■ Task to complete
Return the entries below verbatim. Pictures stay out.

===== Extracted material

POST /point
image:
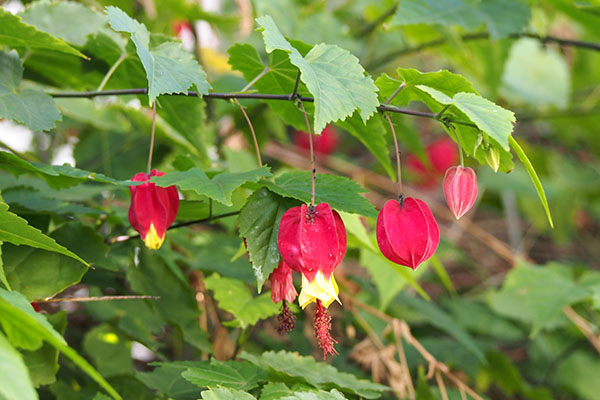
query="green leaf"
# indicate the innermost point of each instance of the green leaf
(57, 176)
(109, 350)
(229, 374)
(537, 295)
(169, 68)
(43, 362)
(333, 76)
(50, 17)
(492, 119)
(226, 394)
(275, 391)
(528, 71)
(440, 319)
(219, 188)
(234, 297)
(442, 80)
(33, 108)
(15, 230)
(259, 225)
(280, 79)
(318, 374)
(320, 395)
(15, 383)
(25, 328)
(372, 135)
(166, 378)
(16, 33)
(341, 193)
(534, 178)
(502, 17)
(2, 272)
(177, 303)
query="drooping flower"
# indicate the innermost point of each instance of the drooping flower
(460, 189)
(153, 209)
(283, 290)
(407, 232)
(282, 285)
(312, 241)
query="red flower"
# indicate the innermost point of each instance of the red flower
(460, 188)
(282, 285)
(153, 209)
(407, 232)
(325, 143)
(312, 241)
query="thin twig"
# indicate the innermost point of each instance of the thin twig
(312, 155)
(295, 91)
(149, 168)
(125, 238)
(400, 190)
(229, 96)
(100, 298)
(112, 70)
(379, 62)
(258, 157)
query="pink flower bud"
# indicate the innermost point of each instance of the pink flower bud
(153, 209)
(460, 188)
(407, 232)
(282, 285)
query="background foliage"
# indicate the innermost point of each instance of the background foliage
(507, 308)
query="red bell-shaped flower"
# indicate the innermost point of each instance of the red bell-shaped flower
(407, 232)
(460, 188)
(153, 209)
(282, 284)
(312, 241)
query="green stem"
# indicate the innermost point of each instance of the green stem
(111, 71)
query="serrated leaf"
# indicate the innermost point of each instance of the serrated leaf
(534, 178)
(27, 329)
(259, 225)
(372, 135)
(57, 176)
(50, 17)
(274, 391)
(502, 17)
(442, 80)
(16, 230)
(229, 374)
(492, 119)
(341, 193)
(226, 394)
(280, 79)
(318, 374)
(219, 188)
(33, 108)
(15, 383)
(234, 296)
(537, 295)
(169, 68)
(16, 33)
(333, 76)
(320, 395)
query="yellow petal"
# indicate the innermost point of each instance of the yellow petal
(320, 288)
(152, 240)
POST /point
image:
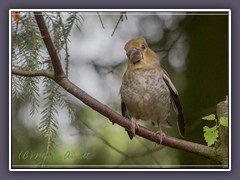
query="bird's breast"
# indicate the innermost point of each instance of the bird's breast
(145, 94)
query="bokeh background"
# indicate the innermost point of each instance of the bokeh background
(192, 47)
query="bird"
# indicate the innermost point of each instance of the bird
(147, 92)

==========

■ In response
POST /point
image:
query="green leaf"
# indicate the innermost point of each instance of the green leaf
(57, 176)
(109, 350)
(229, 374)
(537, 295)
(169, 68)
(43, 362)
(333, 76)
(50, 17)
(492, 119)
(226, 394)
(275, 391)
(528, 71)
(440, 319)
(219, 188)
(234, 297)
(442, 80)
(33, 108)
(15, 230)
(259, 225)
(280, 79)
(318, 374)
(320, 395)
(15, 383)
(25, 328)
(372, 135)
(166, 378)
(16, 33)
(341, 193)
(534, 178)
(502, 17)
(2, 272)
(177, 303)
query="drooping flower"
# indicate the innermost point of each instance of the drooping flower
(460, 189)
(153, 209)
(283, 290)
(407, 232)
(282, 285)
(312, 241)
query="red flower"
# indicate the innermost point of each instance of the red flower
(460, 188)
(282, 285)
(153, 209)
(407, 232)
(325, 143)
(312, 241)
query="thin twig"
# indicate the innermost point of each instance of the thin twig
(312, 155)
(295, 91)
(149, 168)
(125, 238)
(400, 190)
(229, 96)
(100, 298)
(112, 70)
(379, 62)
(258, 157)
query="pink flower bud"
# indicate the innermost point of each instance of the pink flower bud
(153, 209)
(460, 188)
(407, 232)
(282, 285)
query="background foliage"
# indicate the innermost point of each instance of the background foliage
(507, 308)
query="red bell-shaped flower"
# indicate the innermost point of each instance of the red bell-shaped flower
(407, 232)
(460, 188)
(153, 209)
(282, 284)
(312, 241)
query="green stem"
# indicate the innermost point of each instance of the green stem
(111, 71)
query="serrated leaf"
# indicate the innermost point of each instance of the serrated leaf
(534, 178)
(27, 329)
(259, 225)
(372, 135)
(57, 176)
(50, 17)
(274, 391)
(502, 17)
(442, 80)
(16, 230)
(229, 374)
(492, 119)
(341, 193)
(226, 394)
(280, 79)
(318, 374)
(219, 188)
(33, 108)
(15, 383)
(234, 296)
(537, 295)
(169, 68)
(16, 33)
(333, 76)
(320, 395)
query="yellow petal"
# indicate the innermost point of each instance of the yellow petal
(320, 288)
(152, 240)
POST /point
image:
query="bird's breast"
# indicate the innermost point of each instance of the bird's breast
(145, 94)
query="bokeh background"
# indicate the innermost point of each instance of the bokeh background
(192, 47)
query="bird"
# indicate the innermost point of each instance of the bird
(147, 92)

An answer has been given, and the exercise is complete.